◆ PROBLEM
Turn every line of the records below into a Markdown table with the columns Row and Line, numbering the rows and skipping blank lines. Leave the pictures out.

* START *

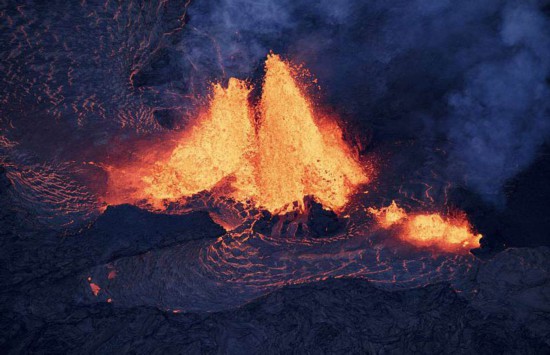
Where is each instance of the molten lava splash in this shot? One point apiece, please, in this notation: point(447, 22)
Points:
point(297, 156)
point(219, 146)
point(274, 162)
point(453, 234)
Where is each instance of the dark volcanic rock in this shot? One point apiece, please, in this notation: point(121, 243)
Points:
point(321, 222)
point(335, 316)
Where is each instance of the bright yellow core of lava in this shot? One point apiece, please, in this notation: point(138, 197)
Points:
point(429, 230)
point(285, 155)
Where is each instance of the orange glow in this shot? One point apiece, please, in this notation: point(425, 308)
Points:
point(95, 288)
point(219, 146)
point(297, 155)
point(388, 216)
point(451, 234)
point(286, 154)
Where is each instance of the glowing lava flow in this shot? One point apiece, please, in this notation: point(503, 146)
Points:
point(274, 162)
point(453, 234)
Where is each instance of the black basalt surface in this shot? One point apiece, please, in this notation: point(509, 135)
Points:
point(334, 316)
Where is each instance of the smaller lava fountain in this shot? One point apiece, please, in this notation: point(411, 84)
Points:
point(452, 234)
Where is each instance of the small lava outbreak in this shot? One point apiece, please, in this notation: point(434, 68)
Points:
point(274, 160)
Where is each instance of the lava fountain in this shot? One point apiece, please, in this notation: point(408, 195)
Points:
point(272, 154)
point(274, 161)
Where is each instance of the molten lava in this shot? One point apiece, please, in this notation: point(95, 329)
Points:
point(277, 160)
point(297, 155)
point(452, 234)
point(220, 145)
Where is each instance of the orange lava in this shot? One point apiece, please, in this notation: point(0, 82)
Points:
point(451, 234)
point(284, 155)
point(297, 155)
point(95, 288)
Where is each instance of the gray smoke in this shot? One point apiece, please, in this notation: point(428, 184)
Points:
point(472, 72)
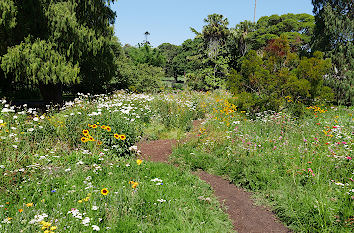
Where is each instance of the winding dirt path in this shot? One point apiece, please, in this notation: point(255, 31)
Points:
point(246, 217)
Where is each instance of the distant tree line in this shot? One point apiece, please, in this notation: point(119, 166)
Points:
point(50, 47)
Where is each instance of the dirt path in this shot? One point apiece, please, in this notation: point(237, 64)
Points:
point(246, 217)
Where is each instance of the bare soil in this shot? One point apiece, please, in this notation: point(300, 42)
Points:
point(245, 215)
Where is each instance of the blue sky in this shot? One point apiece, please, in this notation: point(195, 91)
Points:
point(170, 20)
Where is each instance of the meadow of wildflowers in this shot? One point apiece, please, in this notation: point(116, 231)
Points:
point(78, 169)
point(303, 168)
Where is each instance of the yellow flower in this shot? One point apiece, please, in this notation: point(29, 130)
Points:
point(104, 191)
point(29, 204)
point(139, 161)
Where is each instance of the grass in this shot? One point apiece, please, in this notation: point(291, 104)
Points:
point(56, 166)
point(303, 168)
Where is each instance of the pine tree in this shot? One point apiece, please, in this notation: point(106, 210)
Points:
point(333, 35)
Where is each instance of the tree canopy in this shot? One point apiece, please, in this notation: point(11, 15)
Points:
point(47, 42)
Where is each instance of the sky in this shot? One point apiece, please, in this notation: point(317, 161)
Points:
point(170, 20)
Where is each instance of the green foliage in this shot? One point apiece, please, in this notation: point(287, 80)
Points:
point(145, 54)
point(172, 63)
point(334, 36)
point(265, 82)
point(301, 168)
point(39, 62)
point(139, 77)
point(65, 34)
point(297, 27)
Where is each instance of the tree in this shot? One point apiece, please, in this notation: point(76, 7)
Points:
point(297, 27)
point(213, 50)
point(333, 35)
point(170, 51)
point(266, 79)
point(77, 34)
point(146, 35)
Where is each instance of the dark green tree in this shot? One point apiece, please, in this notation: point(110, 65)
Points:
point(333, 35)
point(297, 27)
point(56, 44)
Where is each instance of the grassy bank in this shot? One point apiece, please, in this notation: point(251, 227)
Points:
point(77, 170)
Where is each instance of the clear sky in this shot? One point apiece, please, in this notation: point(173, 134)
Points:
point(170, 20)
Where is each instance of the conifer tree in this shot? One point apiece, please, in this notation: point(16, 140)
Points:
point(47, 44)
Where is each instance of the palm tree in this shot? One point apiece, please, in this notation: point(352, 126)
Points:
point(255, 5)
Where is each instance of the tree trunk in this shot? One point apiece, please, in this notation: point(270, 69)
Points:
point(52, 93)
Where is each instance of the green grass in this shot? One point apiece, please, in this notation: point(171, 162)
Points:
point(306, 175)
point(46, 166)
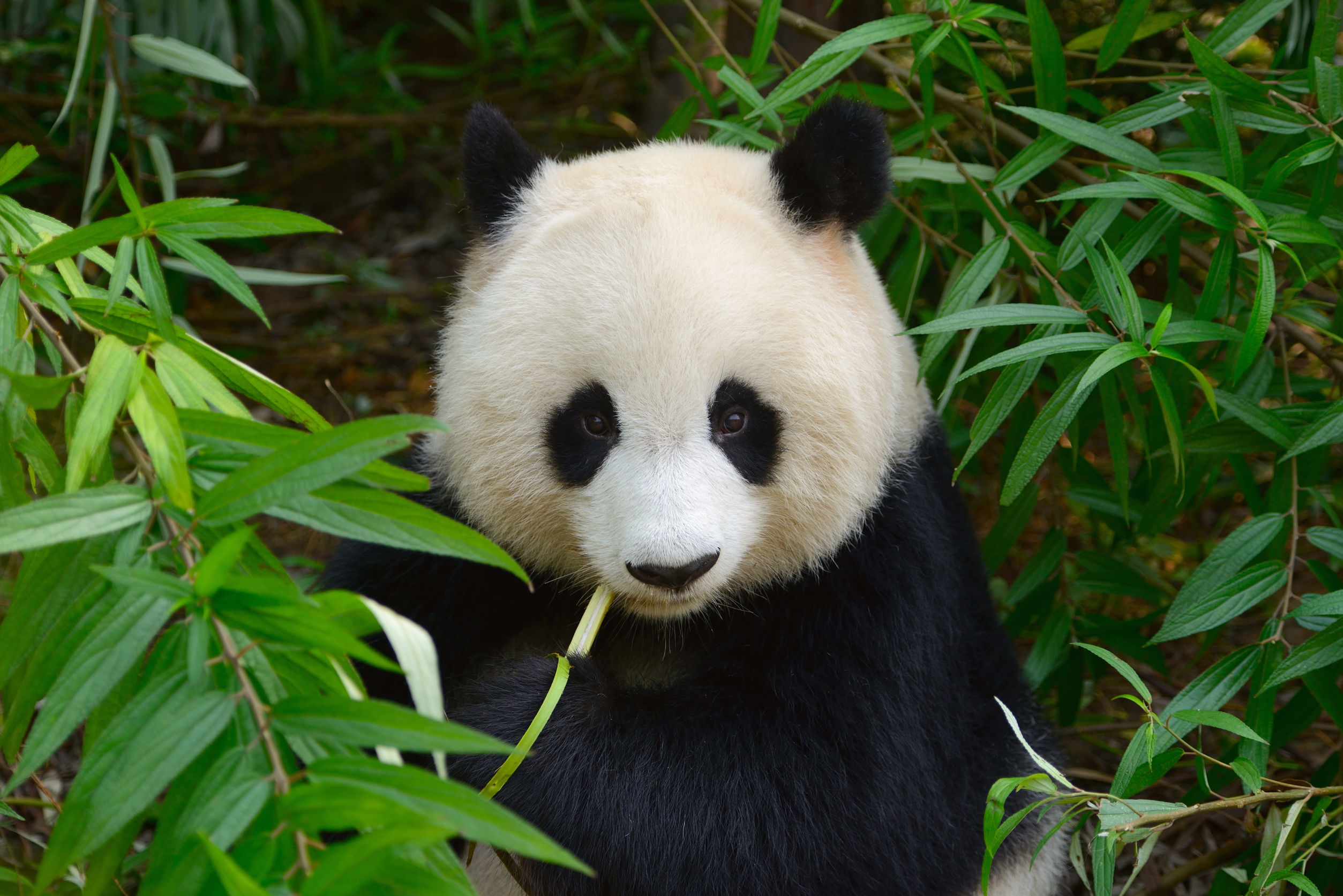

* END *

◆ RESULT BELOW
| Row | Line |
|---|---|
| 1 | Where is each instance of the molten lava splash in this shot? One point apiece, please, in this notation: point(447, 22) |
| 2 | Points: |
| 3 | point(297, 156) |
| 4 | point(219, 146) |
| 5 | point(274, 162) |
| 6 | point(453, 234) |
| 7 | Where is each instance of the dark volcanic rock in this shot? One point apiece, please, in this notation: point(121, 243) |
| 8 | Points: |
| 9 | point(321, 222) |
| 10 | point(335, 316) |
| 11 | Where is each instance of the bright yellow core of lava in this shot? One point apiece, please, in this notation: point(138, 197) |
| 12 | Points: |
| 13 | point(429, 230) |
| 14 | point(285, 155) |
| 15 | Where is each instance of the orange glow in this shot? One point apiece, please, in this notation: point(425, 308) |
| 16 | Points: |
| 17 | point(95, 288) |
| 18 | point(219, 146) |
| 19 | point(297, 155) |
| 20 | point(388, 216) |
| 21 | point(451, 234) |
| 22 | point(286, 154) |
| 23 | Where is each instance of the glowing lava flow in this shot? One point apiece, please, in this notation: point(503, 146) |
| 24 | Points: |
| 25 | point(274, 162) |
| 26 | point(453, 234) |
| 27 | Where is each instance of the black basalt surface in this shot? One point apiece, please, in this notation: point(509, 135) |
| 28 | Points: |
| 29 | point(334, 316) |
| 30 | Where is each instance of the smaller lava fountain in this shot? One point apiece, please, in this notation: point(411, 84) |
| 31 | Points: |
| 32 | point(452, 234) |
| 33 | Where is each instance of the small lava outbreak in this shot? One point apiece, please, in this notation: point(434, 68) |
| 34 | Points: |
| 35 | point(274, 160) |
| 36 | Where is each instance of the lava fountain in this shot? One point apiece, please, in this notation: point(408, 195) |
| 37 | Points: |
| 38 | point(272, 154) |
| 39 | point(274, 161) |
| 40 | Where is each instance of the molten lava in this shot? One point apiece, please, in this notation: point(95, 329) |
| 41 | Points: |
| 42 | point(277, 160) |
| 43 | point(297, 155) |
| 44 | point(452, 234) |
| 45 | point(220, 145) |
| 46 | Where is each instance of the orange lava in this shot? One point apiece, please, in this notation: point(0, 82) |
| 47 | Points: |
| 48 | point(451, 234) |
| 49 | point(284, 155) |
| 50 | point(297, 155) |
| 51 | point(95, 288) |
| 52 | Where is each instance of the gray smoke in this shot? One point apiece, please, in this notation: point(428, 184) |
| 53 | Points: |
| 54 | point(472, 72) |
| 55 | Where is each instance of the winding dirt path in this shot? One point apiece, please, in this notation: point(255, 31) |
| 56 | Points: |
| 57 | point(246, 217) |
| 58 | Where is each instance of the distant tree line in this shot? One point apiece, please, in this notation: point(119, 166) |
| 59 | Points: |
| 60 | point(50, 47) |
| 61 | Where is each instance of the dirt path in this shot? One point apiece, please, in this notation: point(237, 64) |
| 62 | Points: |
| 63 | point(246, 217) |
| 64 | Where is each instance of the bare soil in this shot? One point apiece, please, in this notation: point(300, 42) |
| 65 | Points: |
| 66 | point(245, 215) |
| 67 | Where is each instance of the blue sky in this shot? One point apiece, please, in this notation: point(195, 91) |
| 68 | Points: |
| 69 | point(170, 20) |
| 70 | Where is each instance of the meadow of wildflowers in this shot? One point apiece, please, in this notation: point(116, 231) |
| 71 | Points: |
| 72 | point(78, 169) |
| 73 | point(303, 168) |
| 74 | Where is each instance of the yellow flower in this shot? One point apiece, please, in this notation: point(29, 130) |
| 75 | Points: |
| 76 | point(104, 191) |
| 77 | point(29, 204) |
| 78 | point(139, 161) |
| 79 | Where is each instance of the grass in this shot? One point apiece, please, in this notation: point(291, 104) |
| 80 | Points: |
| 81 | point(56, 166) |
| 82 | point(303, 168) |
| 83 | Where is each instance of the pine tree in this shot? One point apiece, please, in this notation: point(106, 210) |
| 84 | Points: |
| 85 | point(333, 35) |
| 86 | Where is each instance of the tree canopy in this shot? One point apiece, please, in this notation: point(11, 15) |
| 87 | Points: |
| 88 | point(47, 42) |
| 89 | Where is each instance of the sky in this shot? One point apiece, please, in this notation: point(317, 161) |
| 90 | Points: |
| 91 | point(170, 20) |
| 92 | Where is each instance of the green foliage in this shot? One point apiece, please, in this notation: point(287, 80) |
| 93 | Points: |
| 94 | point(145, 54) |
| 95 | point(172, 63) |
| 96 | point(334, 36) |
| 97 | point(265, 82) |
| 98 | point(301, 168) |
| 99 | point(39, 62) |
| 100 | point(139, 77) |
| 101 | point(65, 34) |
| 102 | point(297, 27) |
| 103 | Where is each instance of the tree in this shot? One point apiece, please, in this notation: point(76, 7) |
| 104 | Points: |
| 105 | point(297, 27) |
| 106 | point(213, 50) |
| 107 | point(333, 35) |
| 108 | point(170, 51) |
| 109 | point(266, 79) |
| 110 | point(77, 34) |
| 111 | point(146, 35) |
| 112 | Where is each instance of the dark green tree in this shot? One point apiece, please, in this notation: point(110, 65) |
| 113 | Points: |
| 114 | point(333, 35) |
| 115 | point(297, 27) |
| 116 | point(56, 44) |
| 117 | Where is each instance of the grassy bank in this shot? One point apiece, please, in this notation: point(251, 227) |
| 118 | Points: |
| 119 | point(77, 170) |
| 120 | Where is each instance of the clear sky in this shot? One point apiece, please, in this notation: point(173, 134) |
| 121 | Points: |
| 122 | point(170, 20) |
| 123 | Where is each instance of the conifer tree in this shot? One point apiece, please, in this notation: point(16, 140) |
| 124 | Points: |
| 125 | point(47, 44) |
| 126 | Where is each instance of the palm tree in this shot? One point apiece, please, in this notation: point(352, 126) |
| 127 | Points: |
| 128 | point(255, 5) |
| 129 | Where is each instance of the tree trunk in this shot? One point apiece, please, in this notation: point(270, 69) |
| 130 | Points: |
| 131 | point(52, 93) |
| 132 | Where is each instance of the green grass in this shot? One point apiece, please, in this notation: point(171, 162) |
| 133 | Points: |
| 134 | point(306, 175) |
| 135 | point(46, 166) |